→ **What you should do**
The reply is to be an exact repetition of the entries that follow, with each picture left out.

************

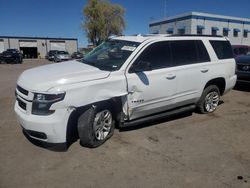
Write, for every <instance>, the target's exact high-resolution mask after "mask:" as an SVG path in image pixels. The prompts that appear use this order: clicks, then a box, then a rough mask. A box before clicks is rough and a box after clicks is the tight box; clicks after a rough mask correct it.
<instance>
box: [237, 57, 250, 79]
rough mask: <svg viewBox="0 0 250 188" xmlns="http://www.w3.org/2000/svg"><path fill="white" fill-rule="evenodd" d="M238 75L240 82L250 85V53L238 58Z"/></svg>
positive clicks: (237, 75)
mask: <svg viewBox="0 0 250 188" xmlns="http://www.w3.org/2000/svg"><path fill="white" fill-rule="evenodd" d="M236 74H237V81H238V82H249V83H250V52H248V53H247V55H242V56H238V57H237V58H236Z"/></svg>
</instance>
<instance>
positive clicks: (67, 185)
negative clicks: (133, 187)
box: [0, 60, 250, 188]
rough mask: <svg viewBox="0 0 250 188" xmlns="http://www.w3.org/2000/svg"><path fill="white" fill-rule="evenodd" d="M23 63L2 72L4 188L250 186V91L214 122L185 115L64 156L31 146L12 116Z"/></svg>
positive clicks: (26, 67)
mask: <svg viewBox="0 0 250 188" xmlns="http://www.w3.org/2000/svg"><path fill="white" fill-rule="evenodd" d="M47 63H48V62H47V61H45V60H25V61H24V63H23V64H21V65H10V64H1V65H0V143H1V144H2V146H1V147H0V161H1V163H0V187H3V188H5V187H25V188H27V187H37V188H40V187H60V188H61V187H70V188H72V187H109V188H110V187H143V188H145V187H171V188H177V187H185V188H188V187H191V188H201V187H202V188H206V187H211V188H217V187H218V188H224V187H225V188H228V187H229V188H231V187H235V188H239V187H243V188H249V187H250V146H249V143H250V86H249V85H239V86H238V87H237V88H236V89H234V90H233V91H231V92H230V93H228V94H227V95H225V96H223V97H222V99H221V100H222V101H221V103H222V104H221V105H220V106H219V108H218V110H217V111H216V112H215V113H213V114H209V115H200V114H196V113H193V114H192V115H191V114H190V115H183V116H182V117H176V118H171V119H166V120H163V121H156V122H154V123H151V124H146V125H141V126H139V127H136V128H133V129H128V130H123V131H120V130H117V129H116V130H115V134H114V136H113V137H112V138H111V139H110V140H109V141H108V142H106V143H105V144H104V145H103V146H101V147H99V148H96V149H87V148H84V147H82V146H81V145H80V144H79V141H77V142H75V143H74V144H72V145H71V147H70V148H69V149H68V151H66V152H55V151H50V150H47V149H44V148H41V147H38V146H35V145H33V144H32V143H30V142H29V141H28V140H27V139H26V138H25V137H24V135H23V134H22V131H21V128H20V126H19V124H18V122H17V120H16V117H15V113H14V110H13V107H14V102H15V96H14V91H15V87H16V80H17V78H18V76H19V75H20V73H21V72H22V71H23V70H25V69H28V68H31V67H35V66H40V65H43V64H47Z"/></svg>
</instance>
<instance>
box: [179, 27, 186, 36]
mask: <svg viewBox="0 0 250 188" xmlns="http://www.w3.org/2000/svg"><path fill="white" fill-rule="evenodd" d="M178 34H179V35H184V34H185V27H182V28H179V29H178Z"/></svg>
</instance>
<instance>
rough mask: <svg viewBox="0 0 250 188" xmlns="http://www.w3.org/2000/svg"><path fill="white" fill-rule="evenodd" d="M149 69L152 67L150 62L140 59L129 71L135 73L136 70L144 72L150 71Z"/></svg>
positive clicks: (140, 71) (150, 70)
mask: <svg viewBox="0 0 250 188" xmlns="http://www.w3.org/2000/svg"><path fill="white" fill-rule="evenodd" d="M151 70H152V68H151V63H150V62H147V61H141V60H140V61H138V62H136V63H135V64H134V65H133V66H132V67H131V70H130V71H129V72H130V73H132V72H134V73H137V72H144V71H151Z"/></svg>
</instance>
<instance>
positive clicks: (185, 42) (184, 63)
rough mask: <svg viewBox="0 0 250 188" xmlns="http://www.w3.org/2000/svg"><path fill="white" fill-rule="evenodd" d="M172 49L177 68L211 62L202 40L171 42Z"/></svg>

************

→ **Result of the exercise**
Write, for every <instance>, the target's exact high-resolution mask after "mask:" as an SVG path in image pixels. The prompts that appear use this order: clicks, then a box, then a rough mask. A box before clicks is rough and a box after clicks is the tight box; clicks after a rough mask correct it.
<instance>
box: [237, 57, 250, 79]
rough mask: <svg viewBox="0 0 250 188" xmlns="http://www.w3.org/2000/svg"><path fill="white" fill-rule="evenodd" d="M238 75L240 82L250 85V53L238 58Z"/></svg>
positive clicks: (237, 75)
mask: <svg viewBox="0 0 250 188" xmlns="http://www.w3.org/2000/svg"><path fill="white" fill-rule="evenodd" d="M236 74H237V81H238V82H249V83H250V52H248V53H247V55H242V56H238V57H237V58H236Z"/></svg>
</instance>
<instance>
positive clicks: (67, 185)
negative clicks: (133, 187)
box: [0, 60, 250, 188]
rough mask: <svg viewBox="0 0 250 188" xmlns="http://www.w3.org/2000/svg"><path fill="white" fill-rule="evenodd" d="M23 63L2 72L4 188L250 186V91L214 122L185 115L64 156L31 146L12 116Z"/></svg>
positive clicks: (26, 67)
mask: <svg viewBox="0 0 250 188" xmlns="http://www.w3.org/2000/svg"><path fill="white" fill-rule="evenodd" d="M47 63H48V62H47V61H45V60H25V61H24V63H23V64H21V65H10V64H1V65H0V143H1V144H2V146H1V147H0V161H1V163H0V187H3V188H5V187H25V188H27V187H37V188H40V187H60V188H61V187H70V188H72V187H109V188H110V187H143V188H145V187H171V188H177V187H185V188H188V187H191V188H201V187H202V188H206V187H211V188H217V187H218V188H224V187H225V188H228V187H229V188H231V187H235V188H239V187H243V188H249V187H250V146H249V143H250V86H249V85H239V86H238V87H237V88H236V89H234V90H233V91H231V92H230V93H228V94H227V95H225V96H223V97H222V99H221V100H222V101H221V103H222V104H221V105H220V106H219V108H218V110H217V111H216V112H215V113H213V114H209V115H200V114H196V113H193V114H192V115H191V114H190V115H183V116H182V117H176V118H171V119H166V120H163V121H156V122H154V123H151V124H146V125H141V126H139V127H136V128H133V129H128V130H123V131H120V130H117V129H116V130H115V134H114V136H113V137H112V138H111V139H110V140H109V141H108V142H106V143H105V144H104V145H103V146H101V147H99V148H96V149H87V148H84V147H82V146H81V145H80V144H79V141H77V142H75V143H74V144H72V145H71V147H70V148H69V149H68V151H66V152H55V151H50V150H47V149H44V148H41V147H38V146H35V145H33V144H32V143H30V142H29V141H28V140H27V139H26V138H25V137H24V135H23V134H22V131H21V128H20V126H19V124H18V122H17V120H16V117H15V113H14V110H13V107H14V102H15V96H14V91H15V87H16V80H17V78H18V76H19V75H20V73H21V72H22V71H23V70H25V69H28V68H31V67H35V66H40V65H43V64H47Z"/></svg>
</instance>
<instance>
box: [179, 27, 186, 36]
mask: <svg viewBox="0 0 250 188" xmlns="http://www.w3.org/2000/svg"><path fill="white" fill-rule="evenodd" d="M178 34H179V35H184V34H185V27H182V28H179V29H178Z"/></svg>
</instance>
<instance>
rough mask: <svg viewBox="0 0 250 188" xmlns="http://www.w3.org/2000/svg"><path fill="white" fill-rule="evenodd" d="M149 69L152 67L150 62L140 59L129 71L135 73L136 70L144 72L150 71Z"/></svg>
positive clicks: (140, 71) (150, 70)
mask: <svg viewBox="0 0 250 188" xmlns="http://www.w3.org/2000/svg"><path fill="white" fill-rule="evenodd" d="M151 70H152V68H151V63H150V62H147V61H141V60H140V61H138V62H136V63H135V64H134V65H133V66H132V67H131V70H130V71H129V72H130V73H132V72H134V73H137V72H144V71H151Z"/></svg>
</instance>
<instance>
positive clicks: (185, 42) (184, 63)
rough mask: <svg viewBox="0 0 250 188" xmlns="http://www.w3.org/2000/svg"><path fill="white" fill-rule="evenodd" d="M172 49L177 68L211 62L202 40L171 42Z"/></svg>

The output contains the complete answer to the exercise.